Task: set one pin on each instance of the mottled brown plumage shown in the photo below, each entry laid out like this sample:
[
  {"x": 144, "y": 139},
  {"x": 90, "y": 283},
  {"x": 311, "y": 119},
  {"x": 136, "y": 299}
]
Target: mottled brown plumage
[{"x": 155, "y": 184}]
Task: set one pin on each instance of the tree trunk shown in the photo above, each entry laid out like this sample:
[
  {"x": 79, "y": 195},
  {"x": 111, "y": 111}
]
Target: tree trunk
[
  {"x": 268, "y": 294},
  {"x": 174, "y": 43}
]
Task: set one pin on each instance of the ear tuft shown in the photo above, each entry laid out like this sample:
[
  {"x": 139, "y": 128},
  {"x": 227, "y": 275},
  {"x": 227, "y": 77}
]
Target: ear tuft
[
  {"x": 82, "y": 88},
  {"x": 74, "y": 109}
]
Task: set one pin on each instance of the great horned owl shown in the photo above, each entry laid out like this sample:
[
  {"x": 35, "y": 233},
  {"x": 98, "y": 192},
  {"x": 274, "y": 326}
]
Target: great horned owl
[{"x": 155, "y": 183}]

#####

The lines above need to be restated word for word, all of them.

Task: set one pin on each instance of the mottled brown plumage shown in the photo below, each entry laid out like this sample:
[
  {"x": 144, "y": 139},
  {"x": 90, "y": 283},
  {"x": 311, "y": 119},
  {"x": 136, "y": 299}
]
Target: mottled brown plumage
[{"x": 155, "y": 184}]
Task: set one pin on each instance of the tree trunk shown in the photo above, each entry laid out like this sample:
[
  {"x": 79, "y": 195},
  {"x": 111, "y": 111}
]
Target: tree trunk
[
  {"x": 268, "y": 294},
  {"x": 174, "y": 43}
]
Task: set one pin on each instance of the ear tuft shown in the photo above, each entry laid out like this sample:
[
  {"x": 139, "y": 128},
  {"x": 227, "y": 275},
  {"x": 227, "y": 77}
]
Target: ear tuft
[
  {"x": 82, "y": 88},
  {"x": 74, "y": 109}
]
Task: set one pin on each instance of the great horned owl shown in the photo above, each entry laid out like this sample:
[
  {"x": 35, "y": 233},
  {"x": 98, "y": 192},
  {"x": 274, "y": 326}
]
Target: great horned owl
[{"x": 155, "y": 183}]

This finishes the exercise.